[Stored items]

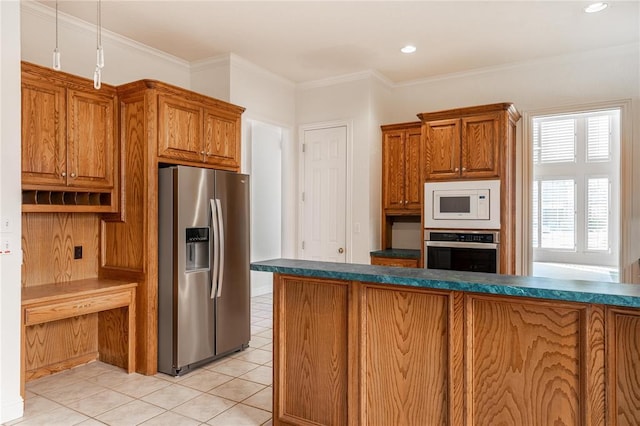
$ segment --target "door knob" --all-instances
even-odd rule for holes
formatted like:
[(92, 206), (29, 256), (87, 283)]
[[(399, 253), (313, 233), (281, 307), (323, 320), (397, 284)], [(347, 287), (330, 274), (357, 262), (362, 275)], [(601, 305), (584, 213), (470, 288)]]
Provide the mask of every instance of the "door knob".
[(340, 248), (338, 249), (338, 253), (340, 253), (340, 254), (344, 253), (344, 249), (343, 249), (342, 247), (340, 247)]

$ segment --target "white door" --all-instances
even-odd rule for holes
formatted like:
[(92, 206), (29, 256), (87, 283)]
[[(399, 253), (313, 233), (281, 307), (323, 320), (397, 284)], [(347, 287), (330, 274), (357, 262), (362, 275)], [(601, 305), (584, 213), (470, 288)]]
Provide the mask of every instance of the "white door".
[(302, 257), (346, 262), (347, 127), (304, 130)]

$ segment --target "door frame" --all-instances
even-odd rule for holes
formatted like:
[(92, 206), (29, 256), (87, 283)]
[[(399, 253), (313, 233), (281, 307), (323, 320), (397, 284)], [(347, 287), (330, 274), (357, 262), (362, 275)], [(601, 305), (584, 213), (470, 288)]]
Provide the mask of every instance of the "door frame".
[(632, 127), (631, 127), (631, 99), (594, 102), (588, 104), (564, 105), (559, 107), (542, 108), (526, 111), (522, 114), (522, 180), (520, 212), (520, 241), (521, 241), (521, 274), (530, 275), (533, 266), (533, 250), (531, 248), (531, 184), (533, 182), (533, 139), (531, 135), (531, 120), (539, 115), (563, 114), (569, 112), (589, 112), (604, 109), (620, 109), (620, 238), (618, 241), (618, 273), (620, 282), (631, 283), (631, 209), (632, 209)]
[(296, 244), (296, 257), (298, 259), (302, 259), (303, 251), (302, 251), (302, 241), (304, 241), (304, 202), (302, 201), (302, 193), (304, 192), (304, 174), (305, 174), (305, 162), (304, 162), (304, 153), (302, 152), (302, 145), (304, 144), (304, 133), (307, 130), (322, 130), (328, 129), (332, 127), (345, 127), (347, 133), (346, 140), (346, 170), (345, 170), (345, 250), (347, 251), (345, 256), (345, 261), (347, 263), (351, 262), (353, 257), (351, 253), (351, 249), (353, 247), (352, 240), (352, 227), (351, 222), (353, 218), (353, 212), (351, 208), (351, 192), (353, 186), (353, 121), (352, 120), (334, 120), (334, 121), (322, 121), (317, 123), (308, 123), (302, 124), (298, 127), (298, 238)]

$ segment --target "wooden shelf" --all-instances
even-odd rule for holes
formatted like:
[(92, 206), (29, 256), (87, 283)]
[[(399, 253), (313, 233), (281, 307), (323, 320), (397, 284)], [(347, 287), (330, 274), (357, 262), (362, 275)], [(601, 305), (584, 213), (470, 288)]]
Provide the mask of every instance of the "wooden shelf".
[(23, 212), (111, 212), (111, 192), (27, 189), (22, 191)]

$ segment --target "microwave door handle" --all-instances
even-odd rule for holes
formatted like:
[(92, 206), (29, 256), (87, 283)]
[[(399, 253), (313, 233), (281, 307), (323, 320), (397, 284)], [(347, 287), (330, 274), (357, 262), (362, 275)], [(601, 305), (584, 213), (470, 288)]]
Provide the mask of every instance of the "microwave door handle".
[(209, 200), (211, 205), (211, 227), (213, 229), (213, 272), (211, 273), (211, 298), (216, 297), (216, 292), (218, 289), (218, 258), (219, 258), (219, 242), (218, 242), (218, 209), (216, 208), (216, 203), (214, 200)]
[(222, 221), (222, 204), (219, 199), (216, 199), (216, 206), (218, 211), (218, 257), (220, 258), (220, 269), (218, 272), (218, 294), (216, 297), (222, 296), (222, 283), (224, 278), (224, 222)]

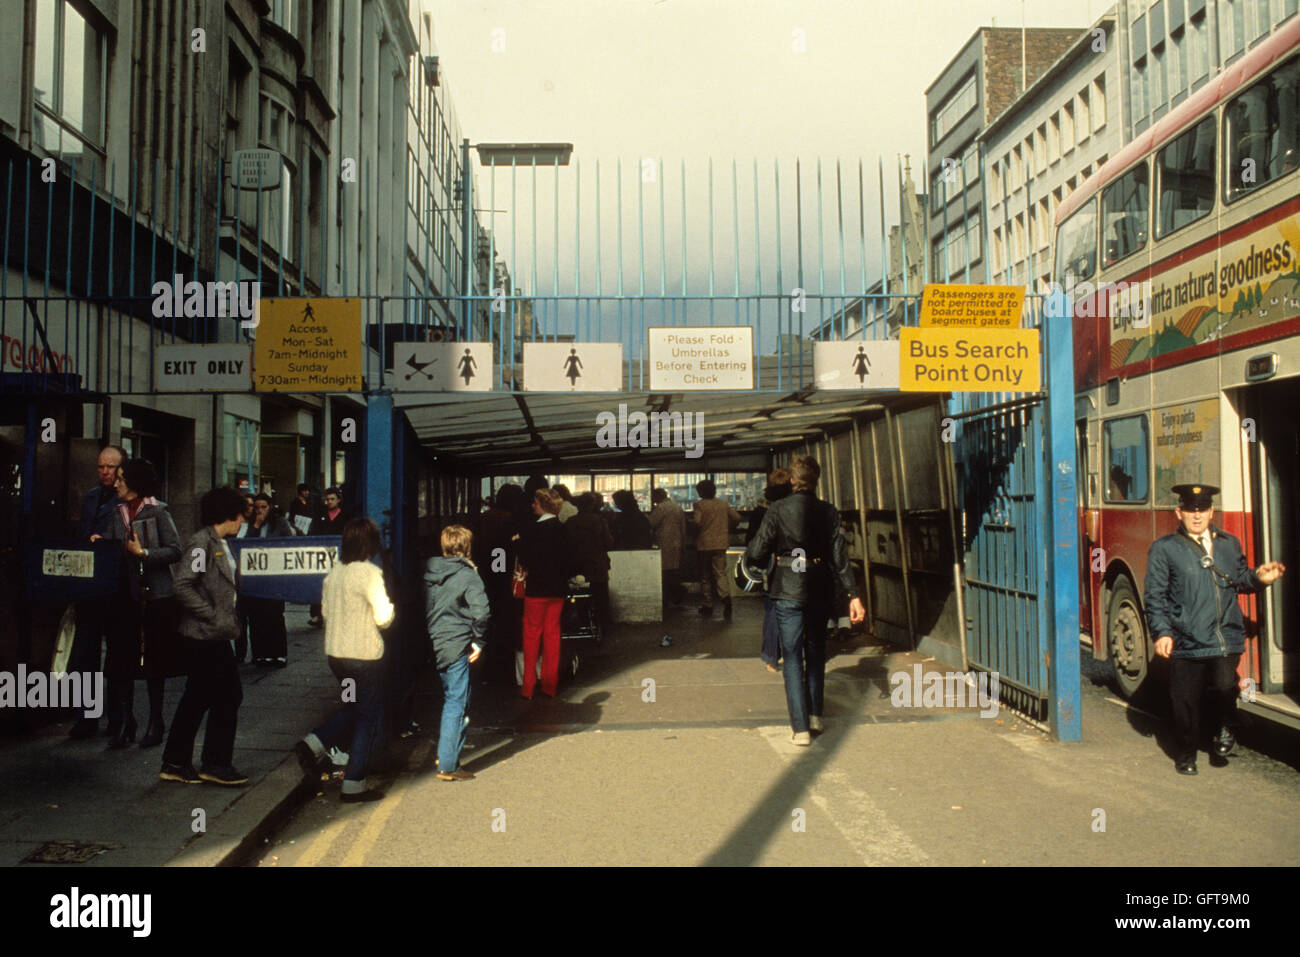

> _Work request_
Every line containing the string "target" is required; copy each such line from the data.

> _Your solution_
$ segment --target "door knob" --all-instances
$ segment --target "white door" --all-instances
$ segment --target "door frame" --all-instances
$ segment --target "wooden shelf" --all-instances
$ segment --target "microwave door handle" --all-instances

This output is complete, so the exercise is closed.